=== Your objective ===
Copy out, word for word, the lines of the listing below, from the line containing "Objective — drop a marker on each instance of the corrugated" through the end of the listing, inclusive. Include nothing else.

(Stored dataset items)
----------------

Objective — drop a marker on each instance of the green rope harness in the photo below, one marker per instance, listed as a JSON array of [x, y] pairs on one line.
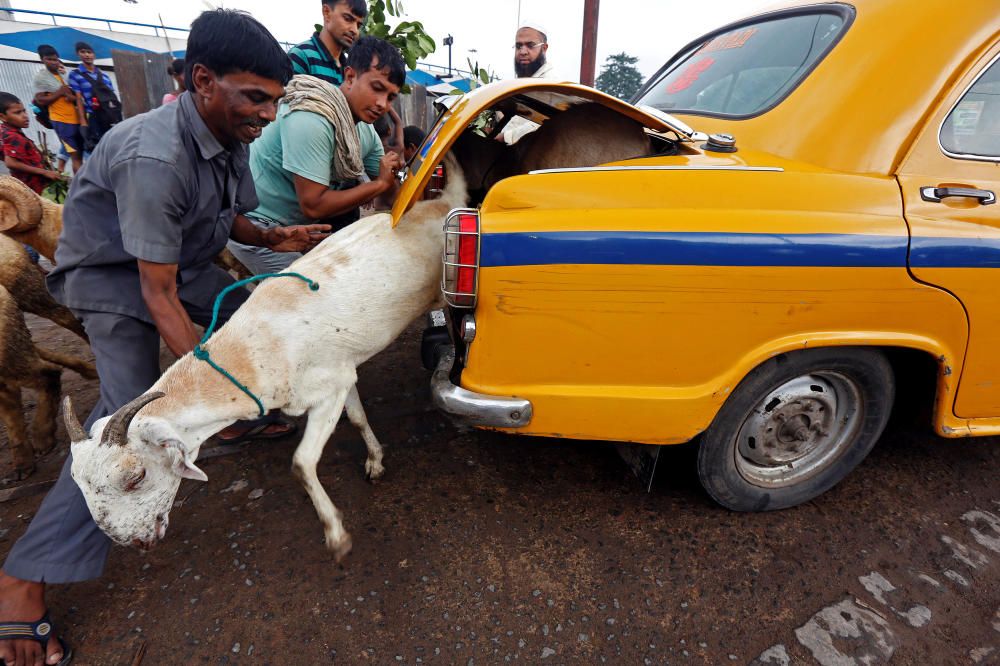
[[201, 353]]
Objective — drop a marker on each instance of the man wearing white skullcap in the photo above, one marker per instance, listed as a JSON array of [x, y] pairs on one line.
[[530, 51]]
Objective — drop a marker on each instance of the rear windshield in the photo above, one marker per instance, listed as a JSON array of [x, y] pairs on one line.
[[747, 70]]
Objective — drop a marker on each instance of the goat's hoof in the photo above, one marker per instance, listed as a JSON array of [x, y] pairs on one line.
[[339, 548], [373, 470], [20, 473], [41, 453]]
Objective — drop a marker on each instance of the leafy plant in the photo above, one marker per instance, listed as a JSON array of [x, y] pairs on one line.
[[619, 76], [486, 120]]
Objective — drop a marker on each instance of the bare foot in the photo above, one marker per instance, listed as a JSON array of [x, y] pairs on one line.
[[24, 601]]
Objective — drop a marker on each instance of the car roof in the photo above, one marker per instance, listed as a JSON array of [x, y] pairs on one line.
[[860, 108]]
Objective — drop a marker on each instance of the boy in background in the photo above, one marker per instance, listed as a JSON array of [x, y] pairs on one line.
[[20, 153], [64, 105]]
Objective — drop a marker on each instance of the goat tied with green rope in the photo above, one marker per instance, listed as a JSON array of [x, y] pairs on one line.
[[289, 347]]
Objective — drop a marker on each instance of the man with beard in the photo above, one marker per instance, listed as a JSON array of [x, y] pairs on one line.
[[308, 165], [325, 54], [530, 52], [142, 224], [530, 61]]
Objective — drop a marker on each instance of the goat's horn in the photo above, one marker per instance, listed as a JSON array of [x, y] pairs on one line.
[[73, 427], [116, 431], [22, 209]]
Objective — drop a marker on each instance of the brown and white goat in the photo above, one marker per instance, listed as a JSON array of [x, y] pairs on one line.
[[28, 218], [584, 135], [23, 365], [297, 350]]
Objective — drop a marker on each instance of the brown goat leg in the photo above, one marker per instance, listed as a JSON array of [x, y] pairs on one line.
[[43, 428], [21, 454], [33, 296], [83, 368]]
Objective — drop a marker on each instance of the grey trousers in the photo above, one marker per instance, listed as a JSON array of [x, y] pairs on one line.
[[63, 544]]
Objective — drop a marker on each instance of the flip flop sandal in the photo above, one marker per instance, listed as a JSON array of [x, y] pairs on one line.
[[40, 632], [259, 431]]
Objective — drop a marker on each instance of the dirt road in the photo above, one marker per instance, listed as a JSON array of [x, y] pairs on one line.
[[484, 548]]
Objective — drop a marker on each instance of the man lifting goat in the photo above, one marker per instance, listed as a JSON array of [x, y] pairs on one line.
[[133, 276]]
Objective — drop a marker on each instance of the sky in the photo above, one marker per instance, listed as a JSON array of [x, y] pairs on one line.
[[651, 30]]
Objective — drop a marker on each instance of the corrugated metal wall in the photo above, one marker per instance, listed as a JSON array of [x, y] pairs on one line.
[[17, 78]]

----------------

=== Response ===
Objective — drop a marker on each instance of the corrugated metal wall in the photo above, one marker per instance, listed as a JSON array of [x, y] pairs on one line.
[[17, 78]]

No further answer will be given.